## Work instructions
Set the listing down again in full, word for word, with the pictures left out.
□ □ □ □
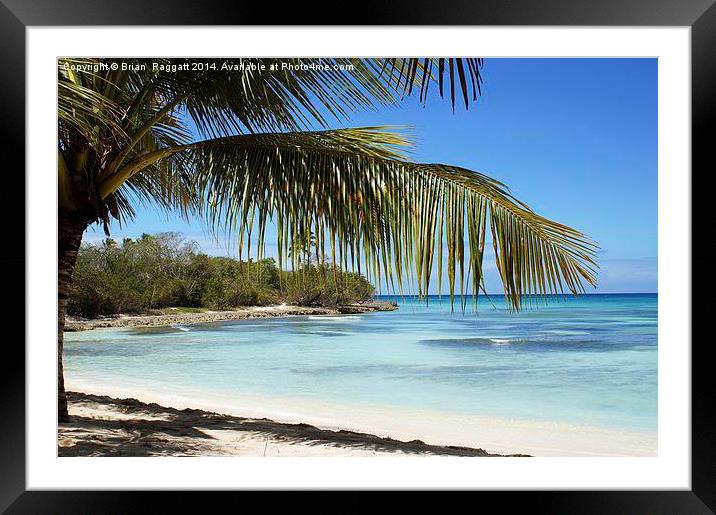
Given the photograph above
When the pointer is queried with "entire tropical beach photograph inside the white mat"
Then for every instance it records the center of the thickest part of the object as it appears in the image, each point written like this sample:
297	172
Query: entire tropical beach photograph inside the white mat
357	257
□ □ □ □
## Solution to this task
Given the photograph above
When the pointer is queried with "entire tropical beach photograph inside the white mat"
Then for every instance it records the center of the thickest part of the object as it appears in the image, each point written like this sample:
297	172
Query: entire tropical beach photograph inside the white mat
357	257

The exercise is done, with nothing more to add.